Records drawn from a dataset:
------------------------------
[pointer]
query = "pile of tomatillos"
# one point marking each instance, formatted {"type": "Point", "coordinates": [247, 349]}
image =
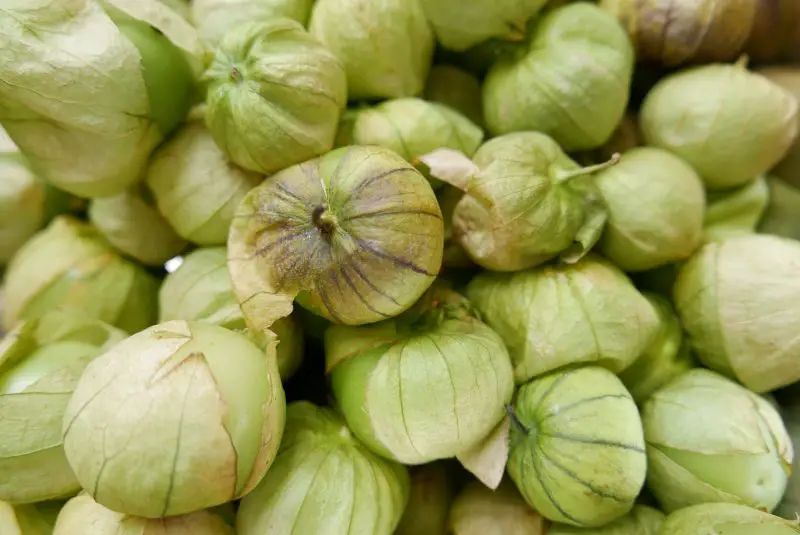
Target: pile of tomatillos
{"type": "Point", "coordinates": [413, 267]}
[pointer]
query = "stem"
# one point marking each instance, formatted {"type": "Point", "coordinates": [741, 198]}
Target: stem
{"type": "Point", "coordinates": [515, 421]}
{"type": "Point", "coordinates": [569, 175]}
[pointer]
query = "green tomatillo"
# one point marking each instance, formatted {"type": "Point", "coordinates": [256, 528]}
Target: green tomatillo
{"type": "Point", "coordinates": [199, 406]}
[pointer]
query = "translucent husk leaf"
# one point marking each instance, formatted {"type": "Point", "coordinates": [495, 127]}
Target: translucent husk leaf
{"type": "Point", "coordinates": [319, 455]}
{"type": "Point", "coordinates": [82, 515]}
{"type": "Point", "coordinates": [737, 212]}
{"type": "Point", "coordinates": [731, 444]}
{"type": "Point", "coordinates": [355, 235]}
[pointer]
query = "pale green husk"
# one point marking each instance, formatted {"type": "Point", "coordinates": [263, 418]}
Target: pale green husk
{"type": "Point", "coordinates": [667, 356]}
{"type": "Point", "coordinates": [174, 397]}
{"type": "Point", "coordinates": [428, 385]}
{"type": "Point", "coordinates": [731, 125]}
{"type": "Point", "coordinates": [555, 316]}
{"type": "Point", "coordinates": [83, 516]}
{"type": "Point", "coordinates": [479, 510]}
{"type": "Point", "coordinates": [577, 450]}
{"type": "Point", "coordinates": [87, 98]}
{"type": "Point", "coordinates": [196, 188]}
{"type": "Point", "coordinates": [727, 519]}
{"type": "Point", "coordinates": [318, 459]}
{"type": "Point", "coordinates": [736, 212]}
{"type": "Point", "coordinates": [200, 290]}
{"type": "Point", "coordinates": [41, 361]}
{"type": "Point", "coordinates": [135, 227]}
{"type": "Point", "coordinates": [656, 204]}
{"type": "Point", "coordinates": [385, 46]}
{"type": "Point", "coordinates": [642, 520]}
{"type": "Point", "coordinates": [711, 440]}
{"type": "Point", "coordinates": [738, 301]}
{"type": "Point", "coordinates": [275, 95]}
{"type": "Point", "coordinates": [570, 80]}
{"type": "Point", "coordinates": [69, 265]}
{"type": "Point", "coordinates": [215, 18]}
------------------------------
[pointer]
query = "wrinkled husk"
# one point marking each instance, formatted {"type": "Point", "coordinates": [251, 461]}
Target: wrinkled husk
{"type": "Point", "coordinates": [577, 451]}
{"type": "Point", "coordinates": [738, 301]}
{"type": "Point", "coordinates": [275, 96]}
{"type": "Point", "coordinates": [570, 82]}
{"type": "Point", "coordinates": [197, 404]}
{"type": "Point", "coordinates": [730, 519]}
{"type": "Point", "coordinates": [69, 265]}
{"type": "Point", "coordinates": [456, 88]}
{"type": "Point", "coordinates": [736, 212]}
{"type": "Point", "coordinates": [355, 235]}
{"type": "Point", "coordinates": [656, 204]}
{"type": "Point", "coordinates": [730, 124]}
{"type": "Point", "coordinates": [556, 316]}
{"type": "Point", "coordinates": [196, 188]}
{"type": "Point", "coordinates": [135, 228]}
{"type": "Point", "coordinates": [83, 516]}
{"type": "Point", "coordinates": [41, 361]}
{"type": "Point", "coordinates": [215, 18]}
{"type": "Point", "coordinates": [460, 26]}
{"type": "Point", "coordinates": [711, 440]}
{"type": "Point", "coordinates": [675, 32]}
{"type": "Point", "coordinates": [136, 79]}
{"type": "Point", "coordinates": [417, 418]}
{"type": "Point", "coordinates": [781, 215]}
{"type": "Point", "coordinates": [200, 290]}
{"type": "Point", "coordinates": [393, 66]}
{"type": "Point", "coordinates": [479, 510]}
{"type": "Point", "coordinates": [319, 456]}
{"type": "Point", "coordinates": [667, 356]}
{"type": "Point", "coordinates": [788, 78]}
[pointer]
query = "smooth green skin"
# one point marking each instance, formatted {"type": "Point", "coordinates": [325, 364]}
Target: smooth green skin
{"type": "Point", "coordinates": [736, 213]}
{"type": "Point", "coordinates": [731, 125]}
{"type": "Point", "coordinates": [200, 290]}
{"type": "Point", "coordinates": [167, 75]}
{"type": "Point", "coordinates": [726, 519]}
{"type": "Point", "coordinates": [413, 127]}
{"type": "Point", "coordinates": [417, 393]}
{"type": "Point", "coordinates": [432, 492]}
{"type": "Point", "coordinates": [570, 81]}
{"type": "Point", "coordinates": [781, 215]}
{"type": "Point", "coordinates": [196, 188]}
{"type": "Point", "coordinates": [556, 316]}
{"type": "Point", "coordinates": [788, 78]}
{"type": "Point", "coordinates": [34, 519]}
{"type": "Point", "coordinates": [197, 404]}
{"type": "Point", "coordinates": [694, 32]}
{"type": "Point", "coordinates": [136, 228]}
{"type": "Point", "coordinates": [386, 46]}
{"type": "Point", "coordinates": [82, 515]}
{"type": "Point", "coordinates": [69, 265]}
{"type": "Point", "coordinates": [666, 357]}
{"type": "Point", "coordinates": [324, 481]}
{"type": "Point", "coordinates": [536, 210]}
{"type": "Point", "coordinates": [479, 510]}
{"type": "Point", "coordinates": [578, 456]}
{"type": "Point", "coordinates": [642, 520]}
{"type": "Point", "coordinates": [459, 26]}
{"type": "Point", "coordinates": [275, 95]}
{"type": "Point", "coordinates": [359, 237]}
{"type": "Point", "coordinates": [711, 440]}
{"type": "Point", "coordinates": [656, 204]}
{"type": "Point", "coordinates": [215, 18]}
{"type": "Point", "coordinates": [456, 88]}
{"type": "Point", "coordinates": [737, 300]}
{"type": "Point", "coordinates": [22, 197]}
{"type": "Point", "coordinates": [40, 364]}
------------------------------
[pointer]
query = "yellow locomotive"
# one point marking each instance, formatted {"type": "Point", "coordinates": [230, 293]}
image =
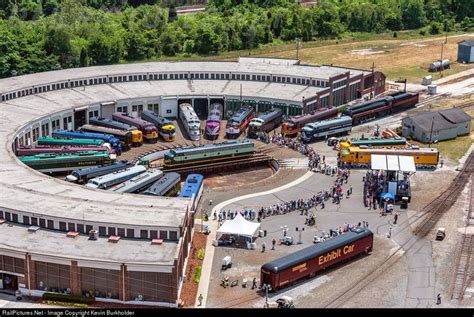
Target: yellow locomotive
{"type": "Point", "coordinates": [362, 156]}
------------------------------
§ **Given request**
Identify each line of the listing above that contains the word "translucent", and copy those lines in full.

§ **Response to the task**
query = "translucent husk leaf"
Target: translucent husk leaf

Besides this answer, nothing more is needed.